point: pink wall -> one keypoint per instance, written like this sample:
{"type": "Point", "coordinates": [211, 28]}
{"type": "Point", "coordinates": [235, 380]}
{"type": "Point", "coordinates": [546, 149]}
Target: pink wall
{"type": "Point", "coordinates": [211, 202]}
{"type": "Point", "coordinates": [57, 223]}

-------------------------

PROBLEM STATEMENT: Rewrite every line of the records as a Markdown table with two columns, Row and Line, numbering the rows in order and leaving out blank lines.

RESULT OF THIS TASK:
| Row | Line |
|---|---|
| 1 | point: pink wall -> one keypoint per instance, written like this sample: |
| 2 | {"type": "Point", "coordinates": [211, 28]} |
| 3 | {"type": "Point", "coordinates": [235, 380]} |
| 4 | {"type": "Point", "coordinates": [546, 149]} |
| 5 | Target: pink wall |
| 6 | {"type": "Point", "coordinates": [211, 202]} |
| 7 | {"type": "Point", "coordinates": [57, 223]} |